WHAT YOU ARE ASKED TO DO> All of the entries must be reproduced exactly, with no images carried over.

(Point-per-instance localization data)
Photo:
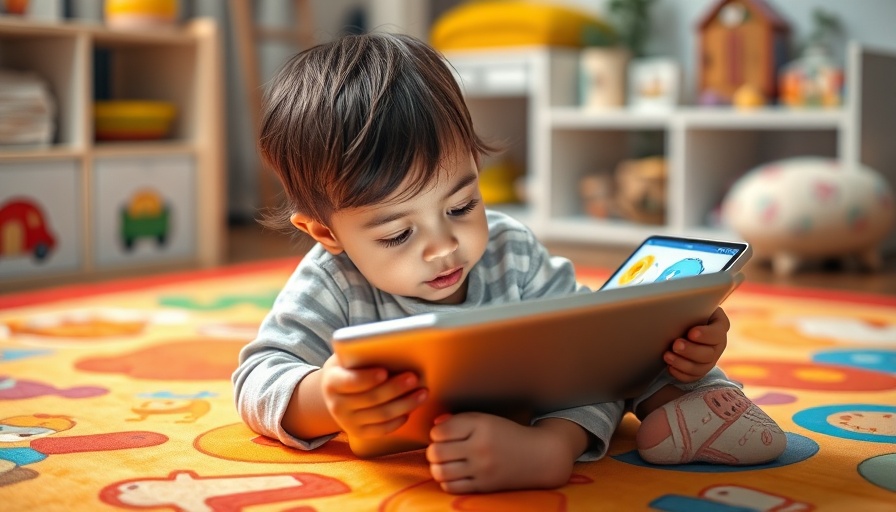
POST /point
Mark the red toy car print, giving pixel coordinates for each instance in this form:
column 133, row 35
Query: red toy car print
column 23, row 230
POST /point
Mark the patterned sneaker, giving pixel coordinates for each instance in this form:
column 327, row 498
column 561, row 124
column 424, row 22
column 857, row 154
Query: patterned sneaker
column 717, row 425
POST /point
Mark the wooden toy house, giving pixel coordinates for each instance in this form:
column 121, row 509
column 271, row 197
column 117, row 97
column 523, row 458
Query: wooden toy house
column 741, row 43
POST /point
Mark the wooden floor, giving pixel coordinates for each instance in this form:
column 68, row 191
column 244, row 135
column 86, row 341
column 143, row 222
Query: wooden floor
column 250, row 242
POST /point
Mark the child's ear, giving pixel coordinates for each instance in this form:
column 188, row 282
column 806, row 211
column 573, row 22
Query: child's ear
column 317, row 231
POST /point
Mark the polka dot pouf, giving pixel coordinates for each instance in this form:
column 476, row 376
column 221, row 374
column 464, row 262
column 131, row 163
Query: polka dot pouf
column 811, row 208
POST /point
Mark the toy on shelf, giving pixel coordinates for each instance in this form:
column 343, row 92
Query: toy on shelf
column 814, row 79
column 741, row 42
column 810, row 208
column 498, row 182
column 596, row 191
column 141, row 14
column 748, row 97
column 493, row 23
column 641, row 189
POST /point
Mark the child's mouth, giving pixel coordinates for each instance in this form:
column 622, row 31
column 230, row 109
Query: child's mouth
column 446, row 280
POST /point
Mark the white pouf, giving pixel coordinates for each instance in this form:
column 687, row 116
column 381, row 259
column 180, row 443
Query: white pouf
column 811, row 208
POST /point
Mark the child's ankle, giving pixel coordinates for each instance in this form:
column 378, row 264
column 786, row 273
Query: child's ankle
column 717, row 425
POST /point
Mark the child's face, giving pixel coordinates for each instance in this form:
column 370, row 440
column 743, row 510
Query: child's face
column 425, row 245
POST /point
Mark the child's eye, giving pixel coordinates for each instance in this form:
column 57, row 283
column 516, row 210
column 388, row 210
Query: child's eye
column 396, row 240
column 465, row 209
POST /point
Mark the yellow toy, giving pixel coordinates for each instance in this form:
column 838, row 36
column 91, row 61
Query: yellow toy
column 489, row 24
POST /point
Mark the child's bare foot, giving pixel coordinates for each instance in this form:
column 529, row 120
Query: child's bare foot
column 717, row 425
column 474, row 452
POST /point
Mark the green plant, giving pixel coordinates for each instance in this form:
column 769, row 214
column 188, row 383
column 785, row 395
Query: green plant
column 631, row 18
column 826, row 29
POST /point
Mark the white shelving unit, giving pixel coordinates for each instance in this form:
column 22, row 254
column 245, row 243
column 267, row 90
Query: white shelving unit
column 707, row 149
column 80, row 186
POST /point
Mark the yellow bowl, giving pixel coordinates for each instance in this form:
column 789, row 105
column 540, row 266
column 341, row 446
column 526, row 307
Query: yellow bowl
column 133, row 120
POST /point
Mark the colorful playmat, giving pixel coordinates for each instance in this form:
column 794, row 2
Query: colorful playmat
column 117, row 397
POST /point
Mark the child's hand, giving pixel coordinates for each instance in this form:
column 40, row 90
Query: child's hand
column 367, row 402
column 476, row 452
column 692, row 358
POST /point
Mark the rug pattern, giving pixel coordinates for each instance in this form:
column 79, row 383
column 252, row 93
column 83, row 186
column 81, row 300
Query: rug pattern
column 117, row 397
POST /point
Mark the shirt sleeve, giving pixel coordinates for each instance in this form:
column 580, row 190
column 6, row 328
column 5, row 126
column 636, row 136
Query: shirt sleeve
column 293, row 341
column 555, row 276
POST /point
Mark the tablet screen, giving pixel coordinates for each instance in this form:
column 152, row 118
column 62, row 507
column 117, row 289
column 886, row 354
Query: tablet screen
column 660, row 258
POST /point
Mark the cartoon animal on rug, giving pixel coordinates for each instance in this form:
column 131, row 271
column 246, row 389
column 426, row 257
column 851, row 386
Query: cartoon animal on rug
column 186, row 491
column 191, row 410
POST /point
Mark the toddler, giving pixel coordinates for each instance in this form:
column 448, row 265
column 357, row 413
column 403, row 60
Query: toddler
column 375, row 149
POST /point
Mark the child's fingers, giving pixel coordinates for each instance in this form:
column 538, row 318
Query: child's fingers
column 695, row 352
column 346, row 381
column 455, row 428
column 685, row 366
column 376, row 419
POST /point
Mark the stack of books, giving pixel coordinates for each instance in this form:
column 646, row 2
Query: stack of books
column 27, row 109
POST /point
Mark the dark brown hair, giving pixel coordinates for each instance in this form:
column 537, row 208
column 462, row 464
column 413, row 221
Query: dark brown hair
column 345, row 123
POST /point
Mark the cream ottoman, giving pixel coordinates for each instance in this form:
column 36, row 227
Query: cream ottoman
column 811, row 208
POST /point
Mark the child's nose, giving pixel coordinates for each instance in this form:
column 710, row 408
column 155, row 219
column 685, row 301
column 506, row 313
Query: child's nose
column 440, row 245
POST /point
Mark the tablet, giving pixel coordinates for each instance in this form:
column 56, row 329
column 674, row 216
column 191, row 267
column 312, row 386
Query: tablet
column 661, row 258
column 522, row 359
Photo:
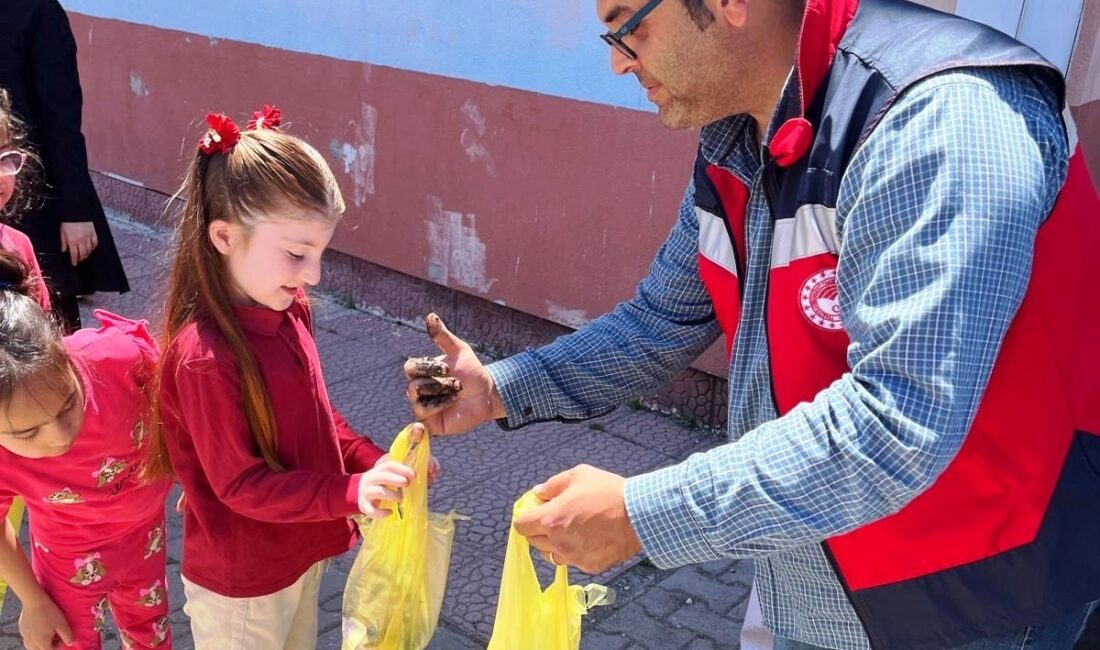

PROBLEM SOLUTION>
Photo:
POST /point
Mark the red toy car print, giving pixel coordinates for each instance in this form:
column 133, row 35
Query: red toy car print
column 23, row 230
POST /point
Mark the patterned sneaker, giving pixel coordinates for each instance in this form:
column 327, row 498
column 561, row 124
column 424, row 22
column 857, row 154
Query: patterned sneaker
column 717, row 425
POST /point
Mark the wooden toy house, giving pixel coordinates for each instance in this form:
column 121, row 509
column 271, row 197
column 117, row 97
column 523, row 458
Query: wooden toy house
column 741, row 43
POST /point
Mark the wooden floor, giving pixel coordinates for each instance in this form:
column 68, row 191
column 244, row 135
column 86, row 341
column 143, row 222
Query: wooden floor
column 250, row 242
POST /point
Mark the child's ear, giving pixel coordinates for each instance in this form:
column 188, row 282
column 806, row 211
column 573, row 22
Query: child's ear
column 317, row 231
POST /point
Mark the polka dot pouf, giving pixel coordinates for each instance in this form:
column 476, row 376
column 221, row 374
column 464, row 262
column 131, row 163
Query: polka dot pouf
column 811, row 208
POST /point
Mark the toy on shelf, giving pixel coordinates for each instance in this form:
column 343, row 92
Query: toy on shelf
column 814, row 79
column 741, row 42
column 810, row 208
column 498, row 182
column 596, row 191
column 141, row 14
column 748, row 97
column 493, row 23
column 641, row 189
POST /point
Mark the child's mouth, giving pixel coordinates for each instance in this form:
column 622, row 31
column 230, row 109
Query: child's mouth
column 446, row 280
POST /point
Mark the white pouf, giving pixel coordinates for each instance in this form:
column 687, row 116
column 381, row 259
column 180, row 443
Query: white pouf
column 811, row 208
POST /point
Mark the child's ankle, giving pixel coordinates for each instance in this form:
column 378, row 264
column 786, row 273
Query: child's ankle
column 717, row 425
POST /point
Mark the child's face, giving pixel coordinates for each instance in this form:
column 370, row 440
column 743, row 510
Query: child's face
column 425, row 245
POST /point
Mark the child's eye, giving pixel coordinates for each instance in this form:
column 57, row 283
column 516, row 210
column 388, row 210
Query: child's eye
column 396, row 240
column 465, row 209
POST /point
Mark the yellow toy, giving pixel coordinates for each instance in this form:
column 838, row 36
column 91, row 61
Query: yellow toy
column 489, row 24
POST /point
Mark the child's bare foot, giving pixel coordinates for each instance in this form:
column 529, row 120
Query: child's bare foot
column 717, row 425
column 474, row 452
POST /point
Mark the green plant, giving pixel coordinates for each instance in this form:
column 769, row 214
column 188, row 383
column 785, row 395
Query: green plant
column 631, row 18
column 826, row 29
POST /point
Mark the white shelving unit, giving pixel coordinates for each instance in this form:
column 22, row 254
column 245, row 243
column 267, row 90
Query: white shelving unit
column 707, row 149
column 80, row 186
POST /point
Mark the yellow bowl, giving pixel coordinates for each instance in this form:
column 789, row 105
column 540, row 266
column 341, row 446
column 526, row 307
Query: yellow bowl
column 133, row 120
POST /point
Mark the colorful playmat, giving pixel coordinates for each instance in this form:
column 794, row 2
Query: colorful playmat
column 117, row 397
POST /point
Mark the child's hand, giving pixel coordinates for each instance in this form:
column 40, row 90
Query: child's hand
column 367, row 402
column 476, row 452
column 692, row 358
POST /point
Mark the rug pattern, giving pixel coordinates for each instance in this form:
column 79, row 383
column 252, row 93
column 83, row 186
column 81, row 300
Query: rug pattern
column 117, row 397
POST /point
Mark the shirt sleeve, giving pixel coordinates for each instance in this form:
column 580, row 190
column 6, row 328
column 5, row 126
column 636, row 136
Query: shirt sleeve
column 293, row 341
column 555, row 276
POST /point
Mark the tablet screen, giving pixel coordinates for each instance in this form:
column 152, row 118
column 62, row 507
column 117, row 289
column 886, row 354
Query: tablet screen
column 660, row 258
POST /point
Mark the cartoon animal on rug, giving pixel coordinates for each instance in this form:
column 131, row 271
column 246, row 389
column 426, row 257
column 851, row 386
Query: cartoon animal on rug
column 186, row 491
column 191, row 410
POST /point
Mark the toddler, giving pixel coordinates for each instance in this form:
column 448, row 265
column 357, row 413
column 403, row 60
Query: toddler
column 375, row 149
POST /point
Mark the child's fingers, giving pixel coordinates for each instance in this form:
column 538, row 318
Query: child's fingers
column 695, row 352
column 346, row 381
column 455, row 428
column 685, row 366
column 376, row 419
POST /point
Mark the stack of books, giving pixel coordinates for each instance in this form:
column 646, row 2
Query: stack of books
column 27, row 109
POST /point
Mark the dark brown hair, giving pixel coordinates for each instance in this form:
column 537, row 208
column 462, row 464
column 413, row 221
Query: dark brown hair
column 345, row 123
POST /point
Mark the cream ottoman, giving pixel coordinates for each instance in this form:
column 36, row 227
Query: cream ottoman
column 811, row 208
POST /point
Mark the child's nose, giving pixel coordinates for each instance in this form:
column 710, row 408
column 155, row 219
column 685, row 301
column 506, row 313
Query: child's nose
column 440, row 245
POST /point
Mark the tablet, giving pixel coordinates for each instance in this form:
column 56, row 329
column 674, row 216
column 191, row 267
column 312, row 386
Query: tablet
column 661, row 258
column 522, row 359
Photo:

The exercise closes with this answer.